LISTED RECORDS:
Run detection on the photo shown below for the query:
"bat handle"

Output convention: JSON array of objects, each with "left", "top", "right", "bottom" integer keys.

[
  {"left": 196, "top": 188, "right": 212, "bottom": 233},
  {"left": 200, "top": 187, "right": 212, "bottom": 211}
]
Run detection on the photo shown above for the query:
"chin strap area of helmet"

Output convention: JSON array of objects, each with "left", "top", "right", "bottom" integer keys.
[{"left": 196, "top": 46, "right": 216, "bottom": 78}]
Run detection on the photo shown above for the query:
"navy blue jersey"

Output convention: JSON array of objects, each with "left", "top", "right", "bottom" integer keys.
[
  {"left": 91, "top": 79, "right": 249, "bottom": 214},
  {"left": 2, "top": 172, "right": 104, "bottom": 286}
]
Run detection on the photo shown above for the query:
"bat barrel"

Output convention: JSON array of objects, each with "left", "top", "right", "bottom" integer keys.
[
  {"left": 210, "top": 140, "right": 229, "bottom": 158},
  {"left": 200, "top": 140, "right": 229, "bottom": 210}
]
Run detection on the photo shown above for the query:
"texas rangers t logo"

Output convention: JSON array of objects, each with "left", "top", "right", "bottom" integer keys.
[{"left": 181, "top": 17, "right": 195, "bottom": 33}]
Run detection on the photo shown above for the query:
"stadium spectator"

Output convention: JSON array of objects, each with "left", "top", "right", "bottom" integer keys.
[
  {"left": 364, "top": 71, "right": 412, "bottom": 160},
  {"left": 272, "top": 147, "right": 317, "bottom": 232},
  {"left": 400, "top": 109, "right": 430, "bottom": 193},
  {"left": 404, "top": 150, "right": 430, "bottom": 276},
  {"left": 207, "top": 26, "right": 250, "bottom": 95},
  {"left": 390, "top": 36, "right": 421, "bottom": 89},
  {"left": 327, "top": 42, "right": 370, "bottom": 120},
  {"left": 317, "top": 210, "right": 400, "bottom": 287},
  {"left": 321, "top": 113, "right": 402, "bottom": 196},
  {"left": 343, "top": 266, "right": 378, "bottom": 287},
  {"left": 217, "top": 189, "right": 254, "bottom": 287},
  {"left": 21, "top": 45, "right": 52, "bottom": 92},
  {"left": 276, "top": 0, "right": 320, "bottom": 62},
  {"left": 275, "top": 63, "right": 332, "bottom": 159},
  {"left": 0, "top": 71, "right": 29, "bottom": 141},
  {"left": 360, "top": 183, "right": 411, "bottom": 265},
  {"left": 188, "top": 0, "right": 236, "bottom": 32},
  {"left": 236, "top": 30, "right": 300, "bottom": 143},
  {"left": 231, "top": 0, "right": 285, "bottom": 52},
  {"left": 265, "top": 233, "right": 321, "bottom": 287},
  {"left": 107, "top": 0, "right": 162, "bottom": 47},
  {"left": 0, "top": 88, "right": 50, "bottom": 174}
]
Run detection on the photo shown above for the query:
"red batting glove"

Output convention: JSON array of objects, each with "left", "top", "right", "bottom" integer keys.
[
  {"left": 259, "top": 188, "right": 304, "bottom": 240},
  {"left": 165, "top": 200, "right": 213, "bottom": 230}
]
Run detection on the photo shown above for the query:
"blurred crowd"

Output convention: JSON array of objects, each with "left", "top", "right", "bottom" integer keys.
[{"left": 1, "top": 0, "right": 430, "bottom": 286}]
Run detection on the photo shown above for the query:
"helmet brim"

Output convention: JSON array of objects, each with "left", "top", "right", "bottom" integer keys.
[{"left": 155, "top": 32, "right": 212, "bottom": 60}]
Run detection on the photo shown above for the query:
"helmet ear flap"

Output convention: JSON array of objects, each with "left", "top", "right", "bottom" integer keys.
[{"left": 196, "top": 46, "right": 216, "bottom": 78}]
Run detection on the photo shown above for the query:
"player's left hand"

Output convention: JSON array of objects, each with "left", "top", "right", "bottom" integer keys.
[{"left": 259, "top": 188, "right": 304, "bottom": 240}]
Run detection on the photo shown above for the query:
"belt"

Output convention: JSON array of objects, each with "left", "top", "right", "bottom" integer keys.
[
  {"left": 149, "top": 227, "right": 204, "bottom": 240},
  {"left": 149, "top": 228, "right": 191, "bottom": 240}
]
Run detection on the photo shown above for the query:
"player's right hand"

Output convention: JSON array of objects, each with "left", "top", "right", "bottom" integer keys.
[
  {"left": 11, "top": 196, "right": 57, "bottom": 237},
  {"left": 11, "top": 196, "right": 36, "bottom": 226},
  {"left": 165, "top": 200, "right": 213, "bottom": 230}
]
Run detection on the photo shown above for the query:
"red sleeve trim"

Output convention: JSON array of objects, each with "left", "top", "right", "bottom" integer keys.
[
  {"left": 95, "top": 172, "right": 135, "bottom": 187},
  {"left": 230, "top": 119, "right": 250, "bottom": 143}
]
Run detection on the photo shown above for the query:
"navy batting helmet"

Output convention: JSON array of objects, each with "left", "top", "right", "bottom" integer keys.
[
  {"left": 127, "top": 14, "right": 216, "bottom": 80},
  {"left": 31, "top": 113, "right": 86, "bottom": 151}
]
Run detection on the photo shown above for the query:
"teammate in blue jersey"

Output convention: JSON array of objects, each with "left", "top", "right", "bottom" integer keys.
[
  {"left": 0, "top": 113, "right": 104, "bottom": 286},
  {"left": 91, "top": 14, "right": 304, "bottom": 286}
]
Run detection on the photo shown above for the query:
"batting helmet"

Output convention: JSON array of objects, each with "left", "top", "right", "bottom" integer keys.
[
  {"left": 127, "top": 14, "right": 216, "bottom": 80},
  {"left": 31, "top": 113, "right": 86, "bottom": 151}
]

EXERCISE AIM:
Where a line of the listing contains "navy", count it; your answer must be only the resulting number.

WORKED SOLUTION:
2